Copy each line of the records below that contains the string "Query". The match is case-sensitive.

.....

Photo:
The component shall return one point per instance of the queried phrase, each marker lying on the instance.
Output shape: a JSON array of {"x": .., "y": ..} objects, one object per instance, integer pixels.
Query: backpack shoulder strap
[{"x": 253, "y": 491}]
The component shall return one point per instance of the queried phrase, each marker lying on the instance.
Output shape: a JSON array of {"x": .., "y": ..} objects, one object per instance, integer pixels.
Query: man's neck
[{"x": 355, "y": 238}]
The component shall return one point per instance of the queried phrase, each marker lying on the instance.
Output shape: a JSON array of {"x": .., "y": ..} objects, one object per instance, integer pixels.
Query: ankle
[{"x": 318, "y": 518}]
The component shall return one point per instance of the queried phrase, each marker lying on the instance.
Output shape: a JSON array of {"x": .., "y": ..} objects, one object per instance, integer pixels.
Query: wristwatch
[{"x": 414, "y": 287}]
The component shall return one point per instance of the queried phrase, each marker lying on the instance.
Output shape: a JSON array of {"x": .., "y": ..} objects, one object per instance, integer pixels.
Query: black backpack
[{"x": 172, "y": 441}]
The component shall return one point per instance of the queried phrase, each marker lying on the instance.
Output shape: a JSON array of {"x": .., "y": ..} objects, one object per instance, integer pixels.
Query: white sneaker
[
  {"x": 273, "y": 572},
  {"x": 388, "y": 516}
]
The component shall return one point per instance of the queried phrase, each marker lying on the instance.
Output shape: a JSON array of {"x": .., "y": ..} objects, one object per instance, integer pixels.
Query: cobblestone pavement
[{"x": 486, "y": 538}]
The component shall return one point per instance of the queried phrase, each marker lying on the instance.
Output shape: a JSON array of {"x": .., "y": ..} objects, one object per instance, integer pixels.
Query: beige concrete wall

.....

**Worked solution:**
Query: backpack shoulder strap
Query: man's neck
Query: ankle
Query: wristwatch
Query: black backpack
Query: white sneaker
Query: cobblestone pavement
Query: beige concrete wall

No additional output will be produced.